[[ SOURCE DOCUMENT, beginning ]]
The range held together because every teacher built on the same four layers, assembled in the same order.

The architecture, and why it’s built bottom-up.

An operating system is the layer that governs how everything above it runs. Most teachers inherit theirs by accident, assembled from old habits, district mandates, and whatever survived the last in-service. Classroom OS rebuilds it deliberately, in four layers, in a fixed order. The order carries the method. Each layer gives the next one something true to operate on, which is why the sequence cannot be skipped. A tool built on an empty foundation produces generic content, the same for every teacher.

Layer 1 · foundation

Source Code

What the teacher actually believes about how people learn, stated plainly, and anchored to the Portrait of a Nevada Learner. The state’s Portrait names four things school should grow in a learner, Empowering, Connecting, Impacting, and Thriving, and teachers build their work toward them, with academic standards living underneath as the evidence. Every later layer follows from this foundation, which is why it comes first.

Layer 2

Architecture

The visible structures, including routines, layout, and transitions, that carry those beliefs without the teacher having to voice them. Architecture turns a stated value into a procedure that a learner can follow, and so can a substitute, another teacher, or an administrator who walks in. Its honesty depends on the Source Code beneath it.

Layer 3

Scheduler

The shape of the year, built from the district’s own pacing guide and calendar so the system knows the real sequence of units, breaks, and assessments. Once the year is mapped, the tools work in the right order instead of in the abstract.

Layer 4 · runs on top

Applications

The live tools that run on everything beneath them, including AI Gems trained on the teacher’s content, sub plans, and daily materials. Teachers want to start here, and the method places it last for a reason. An application can only reflect what the lower layers contain.

This sequence explains why a feature tour rarely survives the year while a built system does. A tour begins at the top layer and never touches the three beneath it that would make the tool the teacher’s own. A built system begins at the foundation, where the expertise already lives, and builds up from there. It also gives a district something a one-off cannot: classroom practice that is documented, coherent, and built to outlast the teacher who made it.

Human, then analog, then digital.

Teachers did not receive those four layers as readings. They built each one, on the same sequence every morning, a rhythm they could carry directly into their own rooms: begin with the human, move to analog, reach for digital only when the task calls for it. The sequence turns the right-tool question into a daily habit. A blanket refusal of technology and a blanket embrace of it both skip the only decision that matters, which is the deliberate choice the method teaches.

First

Human

The morning opened with the person, never a screen. Teachers answered questions only they can answer: who are you as a teacher, what matters to you, what do you want learners to feel in your room, even what it sounds and smells like. Beginning here taps what Yu-kai Chou (2015) calls epic meaning and ownership, so the work that follows is genuinely theirs. Psychological safety made that honesty possible, on the social-presence principles of Whiteside and Garrett Dikkers (2017).
[[ SOURCE DOCUMENT, end ]]
Carry on the Classroom OS text from its last sentence, continuing its description of the human-first morning.
[[ DATA LISTING, beginning ]]
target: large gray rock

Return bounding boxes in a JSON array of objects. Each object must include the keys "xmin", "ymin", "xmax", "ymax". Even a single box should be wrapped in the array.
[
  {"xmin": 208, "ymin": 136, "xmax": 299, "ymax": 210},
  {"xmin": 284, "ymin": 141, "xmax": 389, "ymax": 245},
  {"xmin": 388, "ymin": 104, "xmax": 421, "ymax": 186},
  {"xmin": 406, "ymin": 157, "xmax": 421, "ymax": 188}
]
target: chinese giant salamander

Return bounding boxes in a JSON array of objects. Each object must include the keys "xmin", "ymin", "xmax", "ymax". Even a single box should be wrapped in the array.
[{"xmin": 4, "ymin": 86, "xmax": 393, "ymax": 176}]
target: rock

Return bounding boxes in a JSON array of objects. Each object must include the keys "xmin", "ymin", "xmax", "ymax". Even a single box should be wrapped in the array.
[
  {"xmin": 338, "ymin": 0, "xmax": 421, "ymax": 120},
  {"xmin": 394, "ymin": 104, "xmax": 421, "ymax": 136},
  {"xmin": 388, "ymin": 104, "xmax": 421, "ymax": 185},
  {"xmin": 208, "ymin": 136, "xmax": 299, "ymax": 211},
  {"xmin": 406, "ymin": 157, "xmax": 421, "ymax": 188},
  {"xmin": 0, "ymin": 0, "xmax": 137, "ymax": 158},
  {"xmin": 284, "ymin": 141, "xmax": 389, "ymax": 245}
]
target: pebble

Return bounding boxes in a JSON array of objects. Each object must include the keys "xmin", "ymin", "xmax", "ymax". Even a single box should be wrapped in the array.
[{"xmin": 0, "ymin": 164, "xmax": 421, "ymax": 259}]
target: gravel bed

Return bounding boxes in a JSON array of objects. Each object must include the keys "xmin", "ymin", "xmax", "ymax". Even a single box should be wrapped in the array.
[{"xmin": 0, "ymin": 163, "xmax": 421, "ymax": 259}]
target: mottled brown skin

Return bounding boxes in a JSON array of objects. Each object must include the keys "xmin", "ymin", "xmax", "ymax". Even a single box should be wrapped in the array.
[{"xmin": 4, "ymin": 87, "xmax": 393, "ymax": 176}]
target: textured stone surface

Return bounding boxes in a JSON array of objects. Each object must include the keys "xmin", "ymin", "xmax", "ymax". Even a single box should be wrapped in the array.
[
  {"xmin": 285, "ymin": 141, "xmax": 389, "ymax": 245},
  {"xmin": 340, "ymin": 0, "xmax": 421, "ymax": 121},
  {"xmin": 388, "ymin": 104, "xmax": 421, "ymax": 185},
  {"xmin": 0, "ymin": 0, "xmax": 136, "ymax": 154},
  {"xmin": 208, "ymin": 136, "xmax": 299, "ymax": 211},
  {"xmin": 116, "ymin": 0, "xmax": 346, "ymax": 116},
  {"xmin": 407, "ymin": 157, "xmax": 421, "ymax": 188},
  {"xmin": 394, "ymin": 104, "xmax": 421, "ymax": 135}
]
[[ DATA LISTING, end ]]
**RESPONSE BELOW**
Then

Analog

Before any device opened, teachers drew, mapped, and drafted on blank paper, including the first prompts they would later give the AI. Working by hand keeps the thinking clear of the computer interface, which lowers the load on working memory (Sweller, 1988) and reflects the advantage longhand has shown over typing for processing ideas (Mueller and Oppenheimer, 2014). Paper is where an idea gets sharp enough to be worth building.

Only when it helps

Digital

Technology came last, and never automatically. The test was simple: can a digital tool do something paper and a person cannot? Often it can. A lesson recorded once lets a learner replay it as many times as they need. Gemini can scaffold an English learner in the moment, instead of pulling another learner away to translate. When the gain is real, the tool goes in, and the benefit is the dual-channel kind multimedia research describes (Mayer, 2009).

“Who are you?” before “what’s your why?”

Most keynotes ask teachers, “What’s your why?” This pilot asked a question that is harder to perform: who are you as a teacher? A “why” invites a rehearsed mission statement. An identity asks for something concrete and difficult to fake, and it is generative, because once a teacher knows who they are, their reasons follow on their own. The reverse rarely holds. After the first day, one teacher described the question sending her back through the full record of her experience: why she became a teacher, why she remains one, and what shaped the person now standing in front of her learners. The question surfaced expertise she already had. That is the practical power of identity, and it anchors everything the week builds afterward.

Thinking that openly is a design outcome rather than a happy accident, and several traditions informed the design. Oblique prompts, in the spirit of Brian Eno and Peter Schmidt’s 1975 deck, loosened thinking that a direct question would have stiffened. Psychological safety functioned as a first-class constraint rather than a courtesy, so disclosure stayed opt-in and graduated, on the evidence that forced vulnerability undermines the safety it is meant to create. The facilitators said openly that they dislike over-sharing icebreakers, and that candor did more for the room than a trust exercise would have. The instinct has a research basis in the social presence work of Whiteside and Garrett Dikkers (2017), who treat belonging, cohesion, and a facilitator’s genuine involvement as conditions a designer can build. Teachers worked in small crews of two to four, the group size at which engagement becomes interactive, the most productive mode in the collaborative-learning research of Miyake and Kirschner (2014). The motivation was designed to last, in the terms of Yu-kai Chou (2015), “White Hat,” resting on meaning, mastery, and creativity rather than pressure tactics that produce short-term compliance and lasting resentment.

One rule governed all of it: clear rather than clever. One quieter choice mattered more than any single activity. The week was run the way the teachers were being taught to run their own classrooms, so they experienced the method before they were asked to use it.

Theory, earned in practice.

None of the week’s moves were improvised. The pilot did not skip research. It interleaved research with practice and named each concept after the hands-on work that made it land. Practice came first, then the term for what the practice had just demonstrated, which is the same scaffold the method uses throughout. A concept attached to something a teacher has already done is one a teacher remembers. Several distinct lines of research ran through the week, kept distinct on purpose, because they are different ideas rather than one blurred theory of learning.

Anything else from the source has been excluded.